→ TASK TO COMPLETE: Reproduce every line of the material below, from the line that contains "Guideline: the keypoint for each instance of the tulip" through the end of the material, and change only the coordinate values: multiply each one by 1.45 and round it to a whole number, with halves rounded up.
— Begin PROVIDED RECORDS —
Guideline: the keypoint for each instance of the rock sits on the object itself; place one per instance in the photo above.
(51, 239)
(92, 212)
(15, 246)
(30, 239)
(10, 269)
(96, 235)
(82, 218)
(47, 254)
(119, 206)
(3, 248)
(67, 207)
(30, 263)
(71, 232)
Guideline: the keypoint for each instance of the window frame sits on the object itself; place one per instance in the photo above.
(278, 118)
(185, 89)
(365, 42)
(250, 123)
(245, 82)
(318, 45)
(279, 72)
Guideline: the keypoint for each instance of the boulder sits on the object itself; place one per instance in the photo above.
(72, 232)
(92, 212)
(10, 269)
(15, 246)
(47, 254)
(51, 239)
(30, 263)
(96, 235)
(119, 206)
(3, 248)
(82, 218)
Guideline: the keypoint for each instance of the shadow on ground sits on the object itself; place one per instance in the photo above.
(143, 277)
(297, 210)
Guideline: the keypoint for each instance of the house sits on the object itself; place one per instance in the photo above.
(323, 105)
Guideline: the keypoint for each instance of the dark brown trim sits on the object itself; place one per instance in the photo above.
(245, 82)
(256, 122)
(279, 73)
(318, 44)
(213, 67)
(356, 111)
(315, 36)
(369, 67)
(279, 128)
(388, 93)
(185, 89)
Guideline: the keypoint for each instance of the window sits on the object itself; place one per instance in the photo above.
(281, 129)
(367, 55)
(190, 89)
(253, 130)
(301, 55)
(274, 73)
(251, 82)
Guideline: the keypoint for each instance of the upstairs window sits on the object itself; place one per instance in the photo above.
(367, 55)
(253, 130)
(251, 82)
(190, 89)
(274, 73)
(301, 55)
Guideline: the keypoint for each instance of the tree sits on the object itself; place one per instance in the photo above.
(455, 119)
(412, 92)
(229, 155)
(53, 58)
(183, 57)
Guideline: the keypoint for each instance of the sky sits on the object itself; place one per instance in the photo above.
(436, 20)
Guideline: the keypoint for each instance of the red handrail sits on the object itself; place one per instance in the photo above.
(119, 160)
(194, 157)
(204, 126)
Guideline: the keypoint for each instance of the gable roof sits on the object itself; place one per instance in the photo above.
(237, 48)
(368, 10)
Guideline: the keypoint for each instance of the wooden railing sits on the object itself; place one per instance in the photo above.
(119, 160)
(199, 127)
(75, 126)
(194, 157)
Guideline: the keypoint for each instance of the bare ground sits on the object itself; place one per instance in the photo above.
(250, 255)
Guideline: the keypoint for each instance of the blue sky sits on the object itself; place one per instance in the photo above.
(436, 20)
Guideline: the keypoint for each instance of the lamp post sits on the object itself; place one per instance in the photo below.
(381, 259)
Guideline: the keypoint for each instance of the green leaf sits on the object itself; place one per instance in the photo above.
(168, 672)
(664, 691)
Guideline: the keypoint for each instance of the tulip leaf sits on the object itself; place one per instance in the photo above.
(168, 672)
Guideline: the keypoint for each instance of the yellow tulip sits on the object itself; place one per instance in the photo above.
— End PROVIDED RECORDS —
→ FINISHED EXERCISE:
Guideline: the keypoint for each instance of the tulip leaf sits on the object itself; place one per instance in the photo above.
(244, 974)
Guideline: the keypoint for each instance of the yellow tulip sits on the object itself; place one per instance in the photo above.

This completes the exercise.